Whew Diwali..

So Diwali has gone. I have to admit it’s a bit of relief. Oh I like Diwali, in fact I like all festivals but they do turn your life upside down. There’s loads to do. You are overworked and the maids are overworked and are always in a hurry and more than a little cranky.

The kids are in the way.. Either they’re disconnected with the cleaning and decorating, which irks you no end or they want to do everything and that’s worse because you have to think up ways so they can help without doubling your work. The hapless souls got more than their share of yelling thanks to frayed nerves. Not that they seemed to mind. Egged on by friends they kept up a steady list of completely non priority demands.. May I have a pat pat gun? May we buy some Lotus flowers? Can we get home the PS 3? In fact when I took some time making the rangoli for the puja N asked if we cold postpone the puja to the next day and go down for the fireworks right away. Priorities!

When we did go down she discovered a sudden fear of fireworks. Last year she was the one going crazy setting off rockets and anars while H stood in a corner trying to pretend he wasn’t scared. Well this year he got over his fear and N developed cold feet to the extent of dropping the phuljhadi even before it was half done. I’ve no clue what has brought this on. Investigation is pending!

H on the other hand was all over the place, a phuljhadi in one hand and his dhoti in the other (despite repeated assurances I could not convince him that it wouldn’t fall off if he let it go).

The Husband probably puzzled and very annoyed by his star performer’s seemingly irrational fear, gave her a piece of his mind. By the time I reached down after wishing a few friends N had been home in search of me and when I ‘didn’t open the door’ had assumed I was ‘lost’ and was crying in one corner.

> _Given information_
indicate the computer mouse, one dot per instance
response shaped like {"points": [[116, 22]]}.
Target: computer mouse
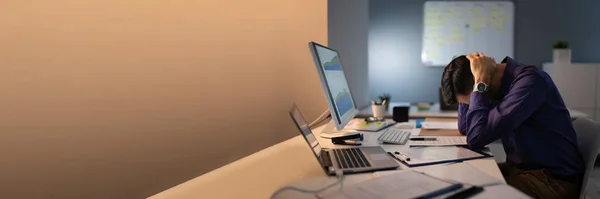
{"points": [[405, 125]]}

---

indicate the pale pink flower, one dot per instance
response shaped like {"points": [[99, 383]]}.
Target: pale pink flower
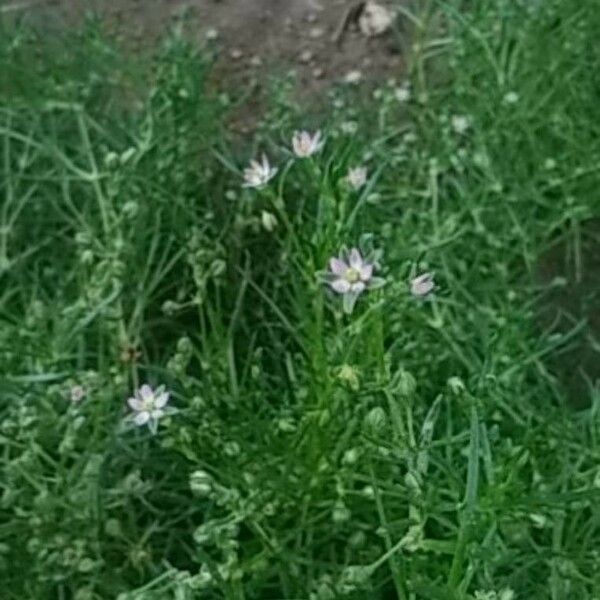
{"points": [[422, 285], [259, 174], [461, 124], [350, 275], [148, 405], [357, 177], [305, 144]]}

> _Set exercise 1_
Transcribe the Diwali post from "When we did" through "let it go).".
> _Set exercise 2_
Continue the Diwali post from where it stops.

> _Written reply 1_
When we did go down she discovered a sudden fear of fireworks. Last year she was the one going crazy setting off rockets and anars while H stood in a corner trying to pretend he wasn’t scared. Well this year he got over his fear and N developed cold feet to the extent of dropping the phuljhadi even before it was half done. I’ve no clue what has brought this on. Investigation is pending!

H on the other hand was all over the place, a phuljhadi in one hand and his dhoti in the other (despite repeated assurances I could not convince him that it wouldn’t fall off if he let it go).

> _Written reply 2_
We had kept the menu simple. I did manage to make jimikand (or Yam). According to North Indian folklore if you don’t eat Yam on Diwali day you are reborn as a chhuchhundar (Wiki calls it the Asian House Shrew). And so I saved my family from an extremely smelly next life (Oh yeah they smell BAD). For the record the yam kebabs I tried (for the first time) turned out quite delectable.

So that was our Diwali!!

I might not agree with Scrooge but I can see where he was coming from.

Managed to get them to pray
The hurried rangoli
Loved these floating candles.
The markets had such pretty stuff I wanted to bring it all home.

Of scavengers and hoarders

While most people are cleaning their homes during Diwali H and N turn into merry scavengers. They lie in wait for people putting out ‘interesting’ stuff. They then try to beat the cleaning lady and carry it all home before she can carry it away with the garbage.Here’s what they brought over this week..
1. Empty shoe boxes, really smelly ones .. ugh!
2. An old bamboo basket.
3. Countless empty mithai gift boxes – some were really prettily decorated, I have to admit.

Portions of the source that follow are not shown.